INPUT FOR THIS TASK ::
______
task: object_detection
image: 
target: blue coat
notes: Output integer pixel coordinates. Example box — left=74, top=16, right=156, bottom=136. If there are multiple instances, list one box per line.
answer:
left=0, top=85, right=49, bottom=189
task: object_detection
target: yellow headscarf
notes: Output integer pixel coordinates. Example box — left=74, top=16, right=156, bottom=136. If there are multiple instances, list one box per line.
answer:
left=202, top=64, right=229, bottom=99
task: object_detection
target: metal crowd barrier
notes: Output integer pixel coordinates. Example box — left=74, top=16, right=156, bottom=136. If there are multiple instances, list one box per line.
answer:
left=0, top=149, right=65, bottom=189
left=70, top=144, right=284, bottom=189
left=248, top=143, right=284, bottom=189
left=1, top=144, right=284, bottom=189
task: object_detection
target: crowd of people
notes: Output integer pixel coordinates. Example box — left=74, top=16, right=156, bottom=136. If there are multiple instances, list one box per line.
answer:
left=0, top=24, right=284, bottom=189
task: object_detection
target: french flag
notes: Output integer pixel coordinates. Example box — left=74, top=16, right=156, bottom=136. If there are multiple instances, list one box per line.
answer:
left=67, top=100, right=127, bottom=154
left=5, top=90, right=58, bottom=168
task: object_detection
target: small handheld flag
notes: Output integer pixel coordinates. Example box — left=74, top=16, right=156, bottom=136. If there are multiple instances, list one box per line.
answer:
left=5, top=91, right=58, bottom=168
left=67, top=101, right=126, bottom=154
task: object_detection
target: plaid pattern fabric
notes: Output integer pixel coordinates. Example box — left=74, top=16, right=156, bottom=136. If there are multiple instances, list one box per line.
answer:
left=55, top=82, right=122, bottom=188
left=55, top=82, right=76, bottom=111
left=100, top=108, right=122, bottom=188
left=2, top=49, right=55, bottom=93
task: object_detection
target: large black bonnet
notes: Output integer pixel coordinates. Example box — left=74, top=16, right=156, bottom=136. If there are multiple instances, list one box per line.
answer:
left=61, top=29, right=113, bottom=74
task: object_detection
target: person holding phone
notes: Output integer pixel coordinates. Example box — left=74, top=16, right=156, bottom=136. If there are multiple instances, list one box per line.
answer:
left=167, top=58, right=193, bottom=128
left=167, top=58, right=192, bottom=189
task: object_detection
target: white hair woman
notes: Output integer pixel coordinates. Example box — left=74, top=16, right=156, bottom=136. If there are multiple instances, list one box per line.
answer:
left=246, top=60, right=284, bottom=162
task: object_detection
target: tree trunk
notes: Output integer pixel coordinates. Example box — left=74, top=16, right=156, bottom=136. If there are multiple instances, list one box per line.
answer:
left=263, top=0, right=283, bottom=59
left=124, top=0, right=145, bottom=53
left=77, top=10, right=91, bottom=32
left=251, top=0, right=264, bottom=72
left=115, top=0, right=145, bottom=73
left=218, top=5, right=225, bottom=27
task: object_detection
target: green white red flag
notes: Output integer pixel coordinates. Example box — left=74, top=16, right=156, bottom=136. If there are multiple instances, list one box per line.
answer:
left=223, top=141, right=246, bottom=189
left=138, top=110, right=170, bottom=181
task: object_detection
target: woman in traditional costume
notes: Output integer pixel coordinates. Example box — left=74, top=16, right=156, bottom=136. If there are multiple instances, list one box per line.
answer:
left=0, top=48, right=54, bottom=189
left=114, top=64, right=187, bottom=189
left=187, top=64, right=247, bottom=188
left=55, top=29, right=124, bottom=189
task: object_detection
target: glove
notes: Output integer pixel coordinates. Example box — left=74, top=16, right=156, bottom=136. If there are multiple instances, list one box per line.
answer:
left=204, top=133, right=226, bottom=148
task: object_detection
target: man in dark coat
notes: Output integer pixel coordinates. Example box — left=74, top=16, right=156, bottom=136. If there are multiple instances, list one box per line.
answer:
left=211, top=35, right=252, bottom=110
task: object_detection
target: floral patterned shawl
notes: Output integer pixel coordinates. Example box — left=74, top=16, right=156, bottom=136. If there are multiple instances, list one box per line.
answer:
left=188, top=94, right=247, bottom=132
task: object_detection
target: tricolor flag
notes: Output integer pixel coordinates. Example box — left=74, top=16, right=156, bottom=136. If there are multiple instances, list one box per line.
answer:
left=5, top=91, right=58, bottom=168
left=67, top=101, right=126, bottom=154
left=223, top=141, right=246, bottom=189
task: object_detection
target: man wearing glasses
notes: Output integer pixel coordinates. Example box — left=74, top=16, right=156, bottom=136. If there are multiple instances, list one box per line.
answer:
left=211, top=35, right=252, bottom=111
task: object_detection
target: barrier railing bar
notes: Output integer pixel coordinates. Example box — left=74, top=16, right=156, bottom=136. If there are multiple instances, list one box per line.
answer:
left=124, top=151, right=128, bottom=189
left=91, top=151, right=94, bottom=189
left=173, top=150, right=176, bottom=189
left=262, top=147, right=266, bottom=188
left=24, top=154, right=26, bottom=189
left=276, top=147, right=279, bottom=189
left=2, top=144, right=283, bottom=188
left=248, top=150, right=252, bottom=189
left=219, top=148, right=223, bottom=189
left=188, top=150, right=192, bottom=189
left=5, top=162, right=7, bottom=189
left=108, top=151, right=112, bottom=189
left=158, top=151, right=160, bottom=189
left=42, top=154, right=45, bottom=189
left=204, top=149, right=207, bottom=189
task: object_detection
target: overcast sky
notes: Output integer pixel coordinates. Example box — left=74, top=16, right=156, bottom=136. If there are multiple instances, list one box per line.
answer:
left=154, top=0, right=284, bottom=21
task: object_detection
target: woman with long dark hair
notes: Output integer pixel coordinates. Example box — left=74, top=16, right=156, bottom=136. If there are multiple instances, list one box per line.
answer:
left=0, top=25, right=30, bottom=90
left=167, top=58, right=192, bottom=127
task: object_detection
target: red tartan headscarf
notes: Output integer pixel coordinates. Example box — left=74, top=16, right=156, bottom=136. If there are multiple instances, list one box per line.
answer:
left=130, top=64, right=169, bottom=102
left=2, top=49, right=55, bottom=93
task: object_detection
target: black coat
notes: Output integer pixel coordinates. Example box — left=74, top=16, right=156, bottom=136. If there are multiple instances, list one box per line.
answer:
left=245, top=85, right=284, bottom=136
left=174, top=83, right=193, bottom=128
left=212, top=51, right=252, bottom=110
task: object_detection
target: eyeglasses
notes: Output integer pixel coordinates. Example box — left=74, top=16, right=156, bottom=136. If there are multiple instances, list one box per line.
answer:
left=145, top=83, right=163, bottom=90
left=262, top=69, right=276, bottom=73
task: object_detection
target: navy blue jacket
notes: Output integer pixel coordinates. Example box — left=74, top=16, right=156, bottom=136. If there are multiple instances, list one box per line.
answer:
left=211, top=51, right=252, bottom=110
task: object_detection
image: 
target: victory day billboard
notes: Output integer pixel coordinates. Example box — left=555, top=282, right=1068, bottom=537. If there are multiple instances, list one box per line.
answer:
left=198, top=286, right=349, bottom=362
______
EXERCISE PROMPT :: Restate exactly the records above from their first line through the line that holds "target: yellow headscarf", please, including both and leaving out all others.

SOLUTION FOR THIS TASK ::
task: object_detection
image: 
target: blue coat
notes: Output integer pixel coordinates. Example box — left=74, top=16, right=156, bottom=136. If there are multiple instances, list one box per line.
answer:
left=0, top=85, right=49, bottom=189
task: object_detection
target: yellow headscarf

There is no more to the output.